### Source records ###
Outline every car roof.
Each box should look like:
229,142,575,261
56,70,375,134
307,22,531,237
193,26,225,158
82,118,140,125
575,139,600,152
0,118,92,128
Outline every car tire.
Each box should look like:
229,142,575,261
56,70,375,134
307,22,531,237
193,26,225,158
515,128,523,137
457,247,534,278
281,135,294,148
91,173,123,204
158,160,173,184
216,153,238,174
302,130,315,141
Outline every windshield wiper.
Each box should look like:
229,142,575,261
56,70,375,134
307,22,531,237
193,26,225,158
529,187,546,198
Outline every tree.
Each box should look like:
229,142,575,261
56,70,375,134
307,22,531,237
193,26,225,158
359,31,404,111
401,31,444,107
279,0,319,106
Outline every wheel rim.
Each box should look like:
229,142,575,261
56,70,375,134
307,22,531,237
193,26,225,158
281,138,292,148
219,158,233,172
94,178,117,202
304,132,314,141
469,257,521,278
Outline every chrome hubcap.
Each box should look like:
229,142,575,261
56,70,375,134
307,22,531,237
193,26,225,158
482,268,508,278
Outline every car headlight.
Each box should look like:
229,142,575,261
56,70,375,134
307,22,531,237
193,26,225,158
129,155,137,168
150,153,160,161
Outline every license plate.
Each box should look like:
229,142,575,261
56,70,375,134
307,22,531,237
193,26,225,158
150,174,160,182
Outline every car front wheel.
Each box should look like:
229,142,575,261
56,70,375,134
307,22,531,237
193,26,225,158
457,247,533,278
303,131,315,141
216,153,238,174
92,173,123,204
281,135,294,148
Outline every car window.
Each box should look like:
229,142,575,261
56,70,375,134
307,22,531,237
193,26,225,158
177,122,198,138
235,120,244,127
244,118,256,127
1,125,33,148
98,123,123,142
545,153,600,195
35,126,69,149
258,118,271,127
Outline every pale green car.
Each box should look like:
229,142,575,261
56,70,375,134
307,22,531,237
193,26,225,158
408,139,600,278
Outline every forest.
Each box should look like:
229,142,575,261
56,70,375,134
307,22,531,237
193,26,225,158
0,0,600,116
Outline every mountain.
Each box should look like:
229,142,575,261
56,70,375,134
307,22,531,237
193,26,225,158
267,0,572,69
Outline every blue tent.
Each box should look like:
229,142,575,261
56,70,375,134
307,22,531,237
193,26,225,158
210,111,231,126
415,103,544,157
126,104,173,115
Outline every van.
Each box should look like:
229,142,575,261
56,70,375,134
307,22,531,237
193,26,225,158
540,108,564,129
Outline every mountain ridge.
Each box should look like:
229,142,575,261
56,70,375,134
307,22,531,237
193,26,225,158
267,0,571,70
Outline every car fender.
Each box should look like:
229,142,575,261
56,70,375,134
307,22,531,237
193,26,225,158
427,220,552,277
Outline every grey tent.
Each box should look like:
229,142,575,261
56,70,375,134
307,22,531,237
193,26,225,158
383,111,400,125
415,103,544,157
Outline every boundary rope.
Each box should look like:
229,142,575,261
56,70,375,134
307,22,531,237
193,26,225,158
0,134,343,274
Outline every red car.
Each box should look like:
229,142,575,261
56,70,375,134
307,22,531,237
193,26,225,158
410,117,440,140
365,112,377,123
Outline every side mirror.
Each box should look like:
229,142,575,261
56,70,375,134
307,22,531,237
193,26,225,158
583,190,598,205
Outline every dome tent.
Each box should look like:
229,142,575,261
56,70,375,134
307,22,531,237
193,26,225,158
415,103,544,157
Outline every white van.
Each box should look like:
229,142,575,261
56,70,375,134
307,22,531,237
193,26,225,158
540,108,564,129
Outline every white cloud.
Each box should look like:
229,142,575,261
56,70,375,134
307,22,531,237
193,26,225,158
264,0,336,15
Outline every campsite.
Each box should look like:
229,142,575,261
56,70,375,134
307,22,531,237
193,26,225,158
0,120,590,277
###
What you will do: Copy out the lines of the listing word for word, starting at the line containing "Outline every forest." and ending with the line containing "0,134,343,274", both included.

Task answer:
Outline every forest.
Each box should look like:
229,142,575,261
56,70,375,134
307,22,531,237
193,26,225,158
0,0,600,116
Outline every mountain.
Each box should look like:
229,142,575,261
56,70,375,134
307,22,531,237
193,26,225,158
267,0,572,69
Outline every blue tent.
Each box should look like:
229,142,575,261
56,70,375,134
307,22,531,237
193,26,225,158
210,111,231,126
415,103,544,157
126,104,173,115
Outline every van.
Each box should look like:
229,142,575,261
56,70,375,134
307,22,531,237
193,26,225,158
540,108,564,129
Outline every mountain ridge.
Each box should look like:
229,142,575,261
56,70,375,134
307,22,531,237
193,26,225,158
267,0,571,70
Outline every car fender.
Each box should look like:
229,142,575,261
56,70,375,134
307,22,531,237
193,26,225,158
427,220,552,277
Outline every grey tent.
Each box should look like:
229,142,575,261
56,70,375,134
307,22,531,237
193,26,225,158
383,111,400,125
415,103,544,157
Outline every boundary rope.
Each box should look like:
229,142,575,261
56,70,375,134
307,22,531,237
193,26,225,158
0,134,343,274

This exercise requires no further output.